Segmentation mask data
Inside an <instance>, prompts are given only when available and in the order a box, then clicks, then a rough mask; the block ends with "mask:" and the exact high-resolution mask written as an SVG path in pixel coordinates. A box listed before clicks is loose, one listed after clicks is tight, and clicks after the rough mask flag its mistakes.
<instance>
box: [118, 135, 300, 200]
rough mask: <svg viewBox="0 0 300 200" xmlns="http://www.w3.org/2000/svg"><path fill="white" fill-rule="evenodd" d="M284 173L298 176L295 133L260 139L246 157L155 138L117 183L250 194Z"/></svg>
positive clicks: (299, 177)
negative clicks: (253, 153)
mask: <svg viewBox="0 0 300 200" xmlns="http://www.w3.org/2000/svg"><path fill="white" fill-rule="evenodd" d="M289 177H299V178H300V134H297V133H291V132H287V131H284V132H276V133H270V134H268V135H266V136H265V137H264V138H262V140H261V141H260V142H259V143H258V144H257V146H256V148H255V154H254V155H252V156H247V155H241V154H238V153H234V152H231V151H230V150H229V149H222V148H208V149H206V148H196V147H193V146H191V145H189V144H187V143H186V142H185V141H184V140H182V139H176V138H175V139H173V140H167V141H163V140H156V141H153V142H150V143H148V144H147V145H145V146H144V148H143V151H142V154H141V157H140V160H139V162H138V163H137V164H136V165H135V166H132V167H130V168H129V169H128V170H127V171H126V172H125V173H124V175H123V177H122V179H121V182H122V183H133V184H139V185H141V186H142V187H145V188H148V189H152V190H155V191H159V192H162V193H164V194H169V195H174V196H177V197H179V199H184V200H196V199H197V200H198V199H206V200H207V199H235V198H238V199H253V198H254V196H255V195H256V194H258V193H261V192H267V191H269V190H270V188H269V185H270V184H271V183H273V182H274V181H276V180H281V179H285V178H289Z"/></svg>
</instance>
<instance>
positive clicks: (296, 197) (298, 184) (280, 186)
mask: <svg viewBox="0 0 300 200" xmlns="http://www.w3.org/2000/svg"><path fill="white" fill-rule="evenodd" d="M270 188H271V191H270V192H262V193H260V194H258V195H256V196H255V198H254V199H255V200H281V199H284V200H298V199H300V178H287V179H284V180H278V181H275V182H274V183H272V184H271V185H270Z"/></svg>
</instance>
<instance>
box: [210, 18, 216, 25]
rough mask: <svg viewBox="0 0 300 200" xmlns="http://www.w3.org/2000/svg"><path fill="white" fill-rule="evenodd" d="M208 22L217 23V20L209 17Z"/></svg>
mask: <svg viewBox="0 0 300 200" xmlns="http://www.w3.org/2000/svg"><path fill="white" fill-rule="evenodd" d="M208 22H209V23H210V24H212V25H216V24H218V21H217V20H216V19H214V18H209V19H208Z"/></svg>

--- Exercise description ---
The lines to copy run from the first line of the entries to the line containing "positive clicks: (299, 177)"; copy them exactly and output nothing else.

--- Solution to this problem ---
Inside an <instance>, prompts are given only when available and in the order a box, then clicks, then a rough mask; the block ends with "mask:" and the exact high-resolution mask written as an SVG path in pixel coordinates. A box listed before clicks is loose, one listed after clicks is tight, and clicks after the rough mask flag its mistakes.
<instance>
box: [118, 135, 300, 200]
rough mask: <svg viewBox="0 0 300 200" xmlns="http://www.w3.org/2000/svg"><path fill="white" fill-rule="evenodd" d="M284 173L298 176L295 133L260 139L246 157L155 138L117 183L250 194Z"/></svg>
positive clicks: (299, 177)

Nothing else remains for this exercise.